===== Provided data =====
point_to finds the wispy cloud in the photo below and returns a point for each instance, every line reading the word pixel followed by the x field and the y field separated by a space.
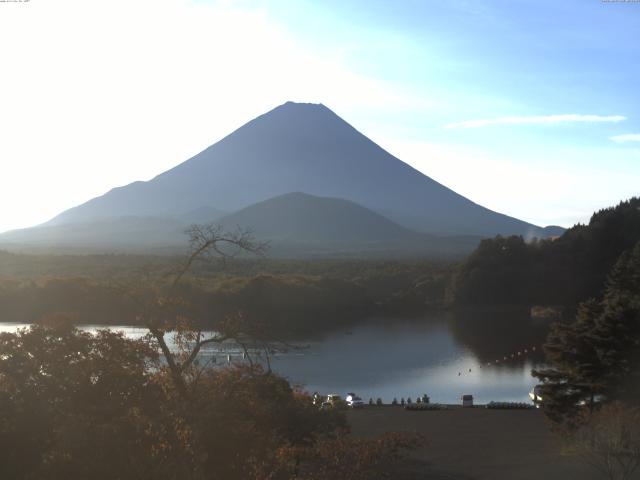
pixel 538 120
pixel 630 137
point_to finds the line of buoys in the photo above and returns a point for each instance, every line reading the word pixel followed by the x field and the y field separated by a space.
pixel 512 356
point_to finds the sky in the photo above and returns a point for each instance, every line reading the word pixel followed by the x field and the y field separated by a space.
pixel 528 107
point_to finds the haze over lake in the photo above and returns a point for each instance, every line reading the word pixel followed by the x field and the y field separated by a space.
pixel 399 357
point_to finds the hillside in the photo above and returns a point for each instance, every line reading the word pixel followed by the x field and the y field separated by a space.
pixel 301 148
pixel 564 271
pixel 308 224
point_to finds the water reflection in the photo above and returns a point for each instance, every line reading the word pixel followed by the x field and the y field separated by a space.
pixel 443 356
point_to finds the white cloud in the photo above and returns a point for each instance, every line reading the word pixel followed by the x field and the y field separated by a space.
pixel 630 137
pixel 543 194
pixel 537 120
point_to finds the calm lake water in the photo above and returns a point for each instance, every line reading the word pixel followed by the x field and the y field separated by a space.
pixel 387 358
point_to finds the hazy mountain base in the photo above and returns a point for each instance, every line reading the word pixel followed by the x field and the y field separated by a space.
pixel 296 225
pixel 302 148
pixel 288 297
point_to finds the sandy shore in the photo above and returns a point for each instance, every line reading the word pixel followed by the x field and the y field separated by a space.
pixel 475 443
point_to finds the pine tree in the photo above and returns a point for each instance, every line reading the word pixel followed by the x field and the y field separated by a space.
pixel 596 358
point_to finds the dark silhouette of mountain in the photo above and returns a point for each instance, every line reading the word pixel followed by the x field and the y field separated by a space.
pixel 306 224
pixel 301 148
pixel 300 217
pixel 294 224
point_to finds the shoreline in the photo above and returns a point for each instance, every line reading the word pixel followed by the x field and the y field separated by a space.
pixel 463 443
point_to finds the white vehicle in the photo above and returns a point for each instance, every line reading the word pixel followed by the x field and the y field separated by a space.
pixel 536 395
pixel 354 401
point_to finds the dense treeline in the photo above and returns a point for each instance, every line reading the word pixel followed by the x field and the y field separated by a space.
pixel 596 359
pixel 76 406
pixel 562 271
pixel 287 296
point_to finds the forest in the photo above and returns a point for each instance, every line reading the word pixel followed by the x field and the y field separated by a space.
pixel 561 271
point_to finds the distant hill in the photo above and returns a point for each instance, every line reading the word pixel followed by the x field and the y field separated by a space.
pixel 309 224
pixel 564 271
pixel 301 148
pixel 108 234
pixel 300 217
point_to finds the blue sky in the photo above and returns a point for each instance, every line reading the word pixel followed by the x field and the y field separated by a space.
pixel 530 108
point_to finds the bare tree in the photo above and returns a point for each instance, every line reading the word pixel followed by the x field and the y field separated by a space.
pixel 162 307
pixel 609 441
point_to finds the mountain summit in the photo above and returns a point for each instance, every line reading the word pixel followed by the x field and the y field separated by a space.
pixel 296 147
pixel 301 147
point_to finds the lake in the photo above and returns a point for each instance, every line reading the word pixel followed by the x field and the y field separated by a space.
pixel 440 356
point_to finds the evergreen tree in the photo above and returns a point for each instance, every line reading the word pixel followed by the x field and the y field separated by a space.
pixel 596 358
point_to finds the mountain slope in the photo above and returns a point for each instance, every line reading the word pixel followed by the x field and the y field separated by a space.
pixel 301 148
pixel 301 223
pixel 300 217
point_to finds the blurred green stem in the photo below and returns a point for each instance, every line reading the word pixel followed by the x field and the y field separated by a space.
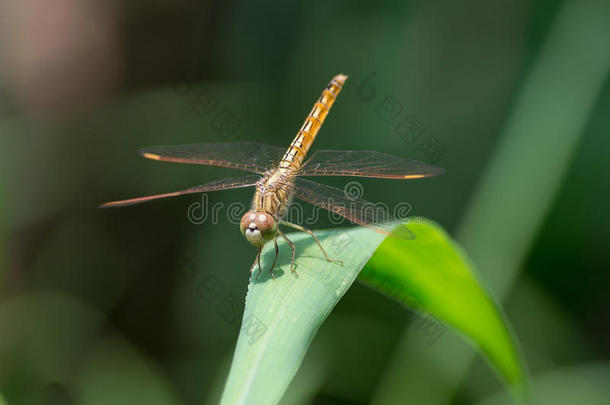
pixel 518 188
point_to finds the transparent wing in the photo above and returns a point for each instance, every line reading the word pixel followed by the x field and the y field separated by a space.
pixel 249 156
pixel 355 209
pixel 224 184
pixel 364 163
=====
> **What you should do**
Without including any pictures, output all the entries above exactly.

> **Exercise answer**
point_to finds the wispy cloud in the photo below and returns a point for each instance, every line reading the word pixel followed by the x field and the y field separated by a space.
pixel 538 120
pixel 630 137
point_to finds the line of buoys in the photo above and returns a point for each instance, every line reading the word pixel followed by the x field and the y field separated by a space.
pixel 512 356
point_to finds the sky in the photo above and returns a point for each instance, every line reading the word pixel followed by the x field and the y field separated by a space.
pixel 528 107
point_to finds the haze over lake in the photo above and returns a point for each instance, every line reading the word pixel followed by the x field and the y field separated by a space.
pixel 399 357
point_to finds the hillside in the photo above and returns a point for each instance, every line reading the word pixel followed by the x field and the y field separated by a space.
pixel 301 148
pixel 564 271
pixel 308 224
point_to finds the water reflection in the photo above and returns a point for each instance, every line reading the word pixel followed by the x field and the y field separated by a space.
pixel 443 356
point_to finds the white cloud in the photo above and returns a point for each instance, every line reading the word pixel followed by the x field and the y field separated by a space.
pixel 630 137
pixel 543 194
pixel 537 120
point_to finds the calm lake water in the photo above and returns a point for each instance, every line reading the word pixel followed by the x field and the y field separated by a space.
pixel 387 358
point_to finds the hazy mountain base in the photo above and returns a point for each instance, every line reading the word pixel followed by the x field and the y field separated by a space.
pixel 296 225
pixel 302 148
pixel 288 297
point_to finds the sandy shore in the photo above and returns a point for each instance, every line reading the word pixel followed by the x field and the y field separated by a space.
pixel 475 443
point_to finds the pine tree in the photo above and returns a point for each instance, every line reading the word pixel followed by the x field and the y field separated by a space.
pixel 596 358
point_to finds the dark silhouette of mountain in the photo above and returns a point for each instance, every line reading the word pixel followed by the x field and the y field separated by a space.
pixel 306 224
pixel 301 148
pixel 300 217
pixel 294 224
point_to finds the shoreline in the photo above and returns a point for each instance, every line reading the word pixel followed by the x field and the y field separated by a space.
pixel 463 443
point_to finds the white vehicle in the photo above and returns a point for each instance, every line reading the word pixel followed by the x field and the y field separated by a space.
pixel 536 395
pixel 354 401
point_to finds the dense treeline in the photo above and returns a point for each instance, every line reading the word pixel followed by the x field and the y field separated by a space.
pixel 596 359
pixel 76 406
pixel 562 271
pixel 287 296
point_to finds the forest in the photo above and returns a point for each instance, every line reading the word pixel followed by the x field and the y field separated by a space.
pixel 561 271
point_to finds the distant hill in the photo above and returns a point for each instance, every line reading the word pixel followed by the x field and the y field separated by a space.
pixel 309 224
pixel 564 271
pixel 301 148
pixel 108 234
pixel 300 217
point_to finds the blue sky in the photo above and returns a point for each instance, every line reading the word pixel followed by the x field and the y field separated by a space.
pixel 530 108
point_to finds the bare tree in the photo above and returns a point for each instance, every line reading the word pixel followed by the x field and the y field separated by a space.
pixel 162 307
pixel 609 441
point_to finds the mountain summit in the photo above and returns a point for each instance, every line reading the word pixel followed by the x field and the y field separated by a space.
pixel 296 147
pixel 301 147
point_to finds the lake in the photo above and returns a point for each instance, every line reading the word pixel followed by the x field and the y field separated by a space.
pixel 440 356
point_to finds the evergreen tree in the photo above and returns a point for each instance, every line reading the word pixel followed by the x field and the y field separated by a space.
pixel 596 358
point_to finds the mountain slope in the photo above and returns a point for each instance, every line reading the word pixel followed by the x field and the y field separated by a space.
pixel 301 148
pixel 301 223
pixel 300 217
point_to finds the blurred green stem in the photo below and returns a point for each instance, every line reading the word pixel followed by the x field and the y field separated by a space.
pixel 518 188
point_to finds the transparent wing in the photo above and returns a point for each instance, every line reading the word pixel followed by the x field and the y field separated by a space.
pixel 249 156
pixel 355 209
pixel 224 184
pixel 364 163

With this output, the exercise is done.